Extremely fast and efficient! 

Hope that helps. I'm not sure if fsck is from previous versions of FreeBSD. Just haven't seen anything regarding it since I just recently came to Unix from Linux. 

Best Regards,

Brandon


----------



## sko (May 29, 2017)

ZFS does not have/need fsck; it verifies checksums at every read and can be scheduled to scrub the filesystems periodically.

SSDs are usually completely painless to use and install onto - regardless if they are attached via SATA, SAS, NVMe or PCIe. Apart from different device names they can all be used for the root pool and freebsd can boot from all types.
The only limitation are buggy/crappy BIOS/UEFI especially on (cheap) consumer boards and notebooks, which sometimes can't boot from PCIe or NVMe or need ugly workarounds e.g. via legacy-boot.

Regarding the second disk: If you don't actually need the space right now or in the near future; I'd go with a second SSD for mirroring first, so ZFS can use its full potential regarding file integrity. Once you actually need the extra space, you can either add another set of SSDs (which might be a lot cheaper then) to the pool or replace the existing ones with either bigger SSDs or spinning rust.
Using a second pool (on slow, big, hard drives) is also possible. If you add that pool on installation or later doesn't matter as you can easily transfer the /usr/home dataset to a new pool and set the mountpoints accordingly.

ZFS is very flexible when it comes to expanding a pool or even adding new pools. I suggest you read the chapter on ZFS from the FreeBSD handbook [1] to get a good overview on how ZFS can really simplify how you handle storage.

[1] https://www.freebsd.org/doc/handbook/zfs.html


----------



## ralphbsz (May 29, 2017)

A: SSDs work just fine.  They are, after all, nothing but normal block devices, and usually have completely normal hardware interfaces (SATA, some SAS) that are tried and tested.  When one gets into the more exotic interfaces (NVMe, MMC) it might get hairy.

B: You need `fsck` as much or as little as you need it on spinning rust disks: ZFS doesn't need it, and FFS with soft updates rarely does.  The good news is: it runs faster on SSDs.

C: Normal file systems (I've tried FFS and ZFS on FreeBSD) work just fine.  The "trim" functionality is supported in both FFS and ZFS. Don't expect trim to work wonders, and make your SSDs run even much faster or last forever.

D: All SSDs have endurance problems, that lies in the nature of using flash for storage.  File systems make it worse, by performing write amplification.  While one would think that SSDs fail by first becoming slower (less spare space within the drive) and then showing clean write errors when they are out of writeable blocks, all with SMART reporting of their status, the reality is different: When SSDs wear out, they will too often just brick themselves, or act bizarre.  On the other hand, an amateur home workload is unlikely to wear out an SSD.  Still, even with SSDs one still needs a good backup and redundancy plan.  Using ZFS mirroring is a great first step in that (but not a complete solution).  But note that even spinning rust disks today have endurance problems: modern disk drives are spec'ed at typically 550TB/year of write, which for large 10T drives means that you can only overwrite them once a week.  Again, amateurs at home are unlikely to run into these limits.

** Data shown **
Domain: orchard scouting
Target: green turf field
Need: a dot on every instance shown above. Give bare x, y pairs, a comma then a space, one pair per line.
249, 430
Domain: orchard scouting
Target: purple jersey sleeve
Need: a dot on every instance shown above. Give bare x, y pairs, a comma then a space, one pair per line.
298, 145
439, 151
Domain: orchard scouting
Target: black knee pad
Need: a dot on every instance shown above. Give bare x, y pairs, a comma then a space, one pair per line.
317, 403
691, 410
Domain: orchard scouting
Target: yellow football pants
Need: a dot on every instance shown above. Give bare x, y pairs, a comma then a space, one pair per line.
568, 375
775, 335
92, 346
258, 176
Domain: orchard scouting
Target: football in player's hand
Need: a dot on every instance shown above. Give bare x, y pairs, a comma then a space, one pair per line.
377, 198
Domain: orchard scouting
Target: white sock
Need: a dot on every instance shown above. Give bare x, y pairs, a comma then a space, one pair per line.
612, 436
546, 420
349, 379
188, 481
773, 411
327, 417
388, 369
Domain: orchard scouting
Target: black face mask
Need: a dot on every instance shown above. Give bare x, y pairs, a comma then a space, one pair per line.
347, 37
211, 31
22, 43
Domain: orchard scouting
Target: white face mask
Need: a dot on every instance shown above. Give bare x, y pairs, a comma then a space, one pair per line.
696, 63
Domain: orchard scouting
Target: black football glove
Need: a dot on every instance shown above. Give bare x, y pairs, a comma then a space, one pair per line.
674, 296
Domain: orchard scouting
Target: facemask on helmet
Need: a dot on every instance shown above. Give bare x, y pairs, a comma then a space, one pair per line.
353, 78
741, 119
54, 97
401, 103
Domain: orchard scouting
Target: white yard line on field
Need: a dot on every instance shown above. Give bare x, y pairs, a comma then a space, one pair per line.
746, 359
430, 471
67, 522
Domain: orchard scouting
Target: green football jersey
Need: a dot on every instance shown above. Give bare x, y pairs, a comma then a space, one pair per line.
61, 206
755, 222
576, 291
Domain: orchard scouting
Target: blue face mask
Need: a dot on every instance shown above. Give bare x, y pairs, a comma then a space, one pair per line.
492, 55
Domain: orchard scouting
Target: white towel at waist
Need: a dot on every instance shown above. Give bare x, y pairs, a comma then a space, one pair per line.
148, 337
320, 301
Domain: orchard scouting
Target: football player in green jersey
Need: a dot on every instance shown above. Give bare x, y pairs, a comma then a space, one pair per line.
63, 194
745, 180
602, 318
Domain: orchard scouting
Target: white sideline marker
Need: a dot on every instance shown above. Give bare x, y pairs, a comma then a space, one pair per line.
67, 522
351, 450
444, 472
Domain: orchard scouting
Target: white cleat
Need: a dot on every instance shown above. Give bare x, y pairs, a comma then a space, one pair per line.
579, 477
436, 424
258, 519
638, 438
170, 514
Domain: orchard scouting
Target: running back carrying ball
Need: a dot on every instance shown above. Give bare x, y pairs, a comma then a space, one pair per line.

** Set tasks **
(a) Rewrite the portion of the forum thread on SSDs and FreeBSD starting with "A: SSDs work" and going on through "or last forever.", substituting "hard disk drives" for "spinning rust disks".
(b) According to the forum thread on SSDs and FreeBSD, what amount of writing are modern disk drives typically spec'ed at?
The records bear no relation to the forum thread on SSDs and FreeBSD.

** Outputs by task **
(a)
A: SSDs work just fine.  They are, after all, nothing but normal block devices, and usually have completely normal hardware interfaces (SATA, some SAS) that are tried and tested.  When one gets into the more exotic interfaces (NVMe, MMC) it might get hairy.

B: You need `fsck` as much or as little as you need it on hard disk drives: ZFS doesn't need it, and FFS with soft updates rarely does.  The good news is: it runs faster on SSDs.

C: Normal file systems (I've tried FFS and ZFS on FreeBSD) work just fine.  The "trim" functionality is supported in both FFS and ZFS. Don't expect trim to work wonders, and make your SSDs run even much faster or last forever.

(b) 550TB/year of write.